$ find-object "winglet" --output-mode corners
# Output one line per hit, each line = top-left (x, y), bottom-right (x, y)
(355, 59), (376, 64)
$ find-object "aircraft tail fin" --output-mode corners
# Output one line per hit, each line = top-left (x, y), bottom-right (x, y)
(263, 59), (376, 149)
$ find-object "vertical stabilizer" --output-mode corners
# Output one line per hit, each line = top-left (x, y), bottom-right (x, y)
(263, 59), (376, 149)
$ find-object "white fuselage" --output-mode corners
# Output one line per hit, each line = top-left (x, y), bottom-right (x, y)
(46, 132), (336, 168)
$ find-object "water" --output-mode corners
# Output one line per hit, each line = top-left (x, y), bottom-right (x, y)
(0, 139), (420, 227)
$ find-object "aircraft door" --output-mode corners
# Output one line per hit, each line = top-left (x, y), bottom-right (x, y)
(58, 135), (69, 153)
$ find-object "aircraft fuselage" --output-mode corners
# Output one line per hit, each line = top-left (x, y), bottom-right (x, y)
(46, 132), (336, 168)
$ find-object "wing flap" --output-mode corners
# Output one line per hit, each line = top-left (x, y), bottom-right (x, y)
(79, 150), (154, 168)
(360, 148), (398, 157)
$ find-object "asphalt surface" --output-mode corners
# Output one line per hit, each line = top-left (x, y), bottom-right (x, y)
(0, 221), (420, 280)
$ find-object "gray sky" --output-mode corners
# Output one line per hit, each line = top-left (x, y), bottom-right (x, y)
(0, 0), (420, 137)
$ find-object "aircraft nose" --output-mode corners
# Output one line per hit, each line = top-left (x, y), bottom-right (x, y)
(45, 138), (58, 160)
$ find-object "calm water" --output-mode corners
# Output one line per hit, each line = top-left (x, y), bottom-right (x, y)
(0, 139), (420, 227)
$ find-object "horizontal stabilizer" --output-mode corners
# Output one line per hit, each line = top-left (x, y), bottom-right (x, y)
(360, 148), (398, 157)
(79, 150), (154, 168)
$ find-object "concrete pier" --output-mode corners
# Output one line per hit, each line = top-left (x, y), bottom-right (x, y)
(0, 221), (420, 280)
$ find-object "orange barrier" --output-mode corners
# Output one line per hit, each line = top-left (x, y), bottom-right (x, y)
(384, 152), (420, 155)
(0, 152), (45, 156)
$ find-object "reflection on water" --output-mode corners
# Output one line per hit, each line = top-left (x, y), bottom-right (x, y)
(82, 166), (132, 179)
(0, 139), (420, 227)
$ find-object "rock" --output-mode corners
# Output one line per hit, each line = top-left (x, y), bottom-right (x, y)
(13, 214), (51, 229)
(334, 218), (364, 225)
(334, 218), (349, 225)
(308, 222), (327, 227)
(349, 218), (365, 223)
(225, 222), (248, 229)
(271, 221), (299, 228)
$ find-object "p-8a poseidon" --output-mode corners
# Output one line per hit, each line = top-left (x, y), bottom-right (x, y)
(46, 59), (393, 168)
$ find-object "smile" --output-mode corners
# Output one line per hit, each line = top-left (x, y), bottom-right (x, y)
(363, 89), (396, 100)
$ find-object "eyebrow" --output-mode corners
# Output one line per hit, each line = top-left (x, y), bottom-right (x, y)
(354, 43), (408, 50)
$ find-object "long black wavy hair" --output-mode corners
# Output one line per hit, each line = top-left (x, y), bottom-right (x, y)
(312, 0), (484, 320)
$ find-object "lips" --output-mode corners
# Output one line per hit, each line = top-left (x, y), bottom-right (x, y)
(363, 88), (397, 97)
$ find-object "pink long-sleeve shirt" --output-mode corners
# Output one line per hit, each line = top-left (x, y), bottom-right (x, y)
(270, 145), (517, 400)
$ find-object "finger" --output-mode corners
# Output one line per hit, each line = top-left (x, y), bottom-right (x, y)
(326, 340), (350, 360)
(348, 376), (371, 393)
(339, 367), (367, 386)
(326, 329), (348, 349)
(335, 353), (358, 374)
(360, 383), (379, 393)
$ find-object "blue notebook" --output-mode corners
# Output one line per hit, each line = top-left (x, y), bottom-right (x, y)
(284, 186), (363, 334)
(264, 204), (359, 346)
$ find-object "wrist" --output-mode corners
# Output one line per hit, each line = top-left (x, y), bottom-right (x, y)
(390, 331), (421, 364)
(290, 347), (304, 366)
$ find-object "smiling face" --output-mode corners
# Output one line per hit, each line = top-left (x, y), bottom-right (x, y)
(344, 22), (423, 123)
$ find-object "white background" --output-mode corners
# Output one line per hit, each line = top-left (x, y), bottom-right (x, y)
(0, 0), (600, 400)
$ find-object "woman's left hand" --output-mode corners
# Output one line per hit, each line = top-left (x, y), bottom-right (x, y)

==

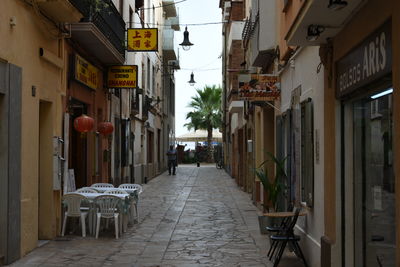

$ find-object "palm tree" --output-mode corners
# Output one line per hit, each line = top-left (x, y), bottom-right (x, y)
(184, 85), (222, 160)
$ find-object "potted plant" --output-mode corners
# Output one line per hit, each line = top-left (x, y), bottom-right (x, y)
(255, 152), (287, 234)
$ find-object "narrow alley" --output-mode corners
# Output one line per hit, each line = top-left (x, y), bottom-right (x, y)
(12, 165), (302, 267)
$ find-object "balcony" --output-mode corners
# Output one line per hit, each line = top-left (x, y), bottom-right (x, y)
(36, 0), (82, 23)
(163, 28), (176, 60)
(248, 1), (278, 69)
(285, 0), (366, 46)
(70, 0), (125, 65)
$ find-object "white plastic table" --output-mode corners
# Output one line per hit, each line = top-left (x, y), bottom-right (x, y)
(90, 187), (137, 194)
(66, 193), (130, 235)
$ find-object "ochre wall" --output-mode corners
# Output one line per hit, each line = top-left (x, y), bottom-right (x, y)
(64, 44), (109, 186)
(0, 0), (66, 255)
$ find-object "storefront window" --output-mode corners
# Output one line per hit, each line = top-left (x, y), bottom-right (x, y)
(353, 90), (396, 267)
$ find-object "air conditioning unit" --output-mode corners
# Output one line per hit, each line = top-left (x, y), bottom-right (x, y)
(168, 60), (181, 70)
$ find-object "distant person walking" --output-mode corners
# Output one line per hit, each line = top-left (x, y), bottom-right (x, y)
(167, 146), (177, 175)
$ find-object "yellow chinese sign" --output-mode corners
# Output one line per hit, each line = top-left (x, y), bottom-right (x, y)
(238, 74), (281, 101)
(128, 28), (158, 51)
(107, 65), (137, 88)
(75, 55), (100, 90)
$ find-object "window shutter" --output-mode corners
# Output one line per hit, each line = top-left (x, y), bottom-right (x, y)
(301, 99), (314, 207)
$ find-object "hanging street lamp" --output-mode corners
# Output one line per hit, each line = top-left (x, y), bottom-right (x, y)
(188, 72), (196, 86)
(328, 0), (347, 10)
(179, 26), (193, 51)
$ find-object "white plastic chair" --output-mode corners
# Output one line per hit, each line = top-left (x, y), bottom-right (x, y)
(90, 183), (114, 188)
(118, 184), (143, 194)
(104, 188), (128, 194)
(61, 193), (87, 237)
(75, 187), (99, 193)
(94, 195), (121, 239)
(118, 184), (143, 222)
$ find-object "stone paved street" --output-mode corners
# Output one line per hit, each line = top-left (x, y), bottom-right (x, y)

* * *

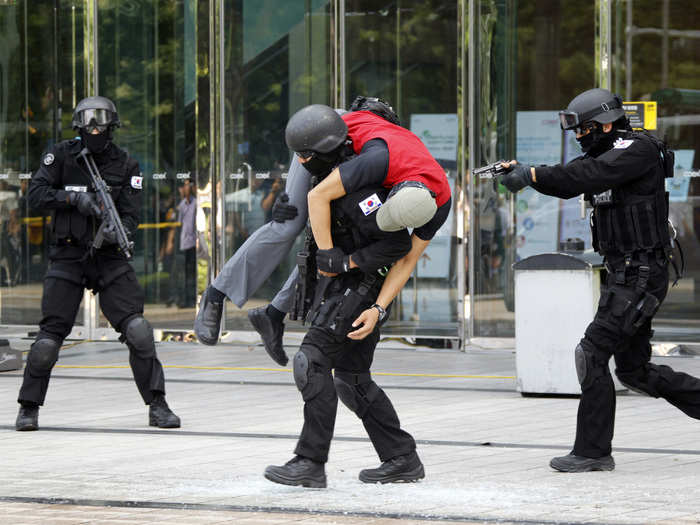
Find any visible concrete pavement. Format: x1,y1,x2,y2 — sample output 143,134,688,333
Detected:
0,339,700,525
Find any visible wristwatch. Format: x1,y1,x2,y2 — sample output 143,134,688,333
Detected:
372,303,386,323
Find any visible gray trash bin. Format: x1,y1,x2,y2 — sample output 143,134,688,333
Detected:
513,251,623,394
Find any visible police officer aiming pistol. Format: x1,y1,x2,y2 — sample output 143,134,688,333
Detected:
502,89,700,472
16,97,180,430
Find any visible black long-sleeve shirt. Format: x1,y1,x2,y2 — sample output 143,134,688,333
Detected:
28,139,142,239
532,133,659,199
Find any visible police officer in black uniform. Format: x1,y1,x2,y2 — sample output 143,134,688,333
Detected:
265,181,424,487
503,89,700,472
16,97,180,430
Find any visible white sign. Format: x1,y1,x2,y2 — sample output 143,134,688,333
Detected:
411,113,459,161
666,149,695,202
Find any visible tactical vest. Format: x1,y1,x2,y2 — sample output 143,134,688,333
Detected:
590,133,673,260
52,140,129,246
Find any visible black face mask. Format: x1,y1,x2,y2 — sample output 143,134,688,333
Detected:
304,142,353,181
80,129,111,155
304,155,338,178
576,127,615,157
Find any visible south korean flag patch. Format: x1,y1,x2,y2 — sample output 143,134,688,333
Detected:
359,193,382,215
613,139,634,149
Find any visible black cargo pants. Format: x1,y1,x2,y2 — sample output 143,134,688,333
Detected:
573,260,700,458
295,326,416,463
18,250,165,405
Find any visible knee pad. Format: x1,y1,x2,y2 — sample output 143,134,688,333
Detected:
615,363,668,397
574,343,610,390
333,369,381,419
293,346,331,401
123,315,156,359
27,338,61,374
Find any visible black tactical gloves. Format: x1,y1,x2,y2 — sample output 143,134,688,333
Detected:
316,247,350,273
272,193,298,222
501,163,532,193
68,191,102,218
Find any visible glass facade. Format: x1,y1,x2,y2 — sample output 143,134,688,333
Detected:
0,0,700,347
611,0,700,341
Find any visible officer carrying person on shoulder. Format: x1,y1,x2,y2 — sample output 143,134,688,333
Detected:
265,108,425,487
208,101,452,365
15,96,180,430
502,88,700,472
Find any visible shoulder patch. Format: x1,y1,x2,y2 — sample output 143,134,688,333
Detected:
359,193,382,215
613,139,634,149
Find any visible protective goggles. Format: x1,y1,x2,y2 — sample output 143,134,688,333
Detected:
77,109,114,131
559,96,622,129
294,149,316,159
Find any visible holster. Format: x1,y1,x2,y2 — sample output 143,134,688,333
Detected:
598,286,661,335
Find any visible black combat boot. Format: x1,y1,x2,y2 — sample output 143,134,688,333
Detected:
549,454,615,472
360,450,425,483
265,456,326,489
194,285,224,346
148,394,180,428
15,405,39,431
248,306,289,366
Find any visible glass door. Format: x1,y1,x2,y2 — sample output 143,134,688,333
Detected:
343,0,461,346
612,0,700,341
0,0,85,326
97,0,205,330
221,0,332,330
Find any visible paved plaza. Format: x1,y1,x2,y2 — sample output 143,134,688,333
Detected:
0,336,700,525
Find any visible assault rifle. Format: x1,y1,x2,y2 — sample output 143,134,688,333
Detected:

## Problem to work on
Can you reproduce the data starting with the line with "Find any visible police officer in" and going on through the line with "598,286,661,335", swapping "Detected" for "Located" and leaving everything else unchanged?

## Exercise response
Find any visible police officer in black uniform. Format: x1,y1,x2,y2 — sample output 143,134,688,333
Located:
265,181,424,487
503,89,700,472
16,97,180,430
Find any visible white sign. Format: x1,y1,x2,y2 — sample output 143,134,688,333
Located:
411,113,459,161
666,149,695,202
Find any visible tactical vest. Format: x1,y1,x2,y2 — sample output 143,134,688,333
Located:
590,133,673,260
52,140,129,246
Find any visible black face mask. Format: x1,y1,x2,y2 — sample output 143,134,688,333
Located:
304,142,353,181
80,129,111,155
304,155,338,178
576,127,615,157
Find any visible south korean flag patch. Format: x1,y1,x2,y2 — sample output 143,134,688,333
Located:
359,193,382,215
613,139,634,149
Find any visible black cargo pants. Format: x1,y1,x2,y2 — sample output 143,134,688,333
Located:
573,260,700,458
295,326,416,463
18,250,165,405
Find any visible knee pad. Format: x1,y1,x2,y2 — sample output 143,134,688,333
Located:
615,363,668,397
574,343,610,390
333,369,381,419
293,346,331,401
123,315,156,359
27,338,61,374
Find any visible black tactical gloves. Format: x1,y1,x2,y2 — sample output 143,134,688,333
Located:
316,247,350,273
272,193,298,222
501,163,532,193
68,191,102,218
Find any visible glass facade. Format: x1,y1,x2,y2 — sample output 143,134,688,333
Located:
0,0,700,347
611,0,700,341
Find any visible officer carrying person on shoulder. Format: x1,y1,x2,y2 — sample output 143,134,688,333
Located:
265,108,425,487
208,101,452,365
15,96,180,430
502,88,700,472
Find any visible shoulder patch. Format: x1,y1,x2,y2 — sample output 143,134,688,333
Located:
359,193,382,215
613,139,634,149
Find any visible protective goggles. Format: x1,y1,x2,y2 — sample output 143,134,688,333
Located:
77,109,114,131
559,96,622,129
294,149,316,159
Find any visible holster. Format: x1,y1,x2,y2 — sample output 143,134,688,333
Located:
598,286,661,335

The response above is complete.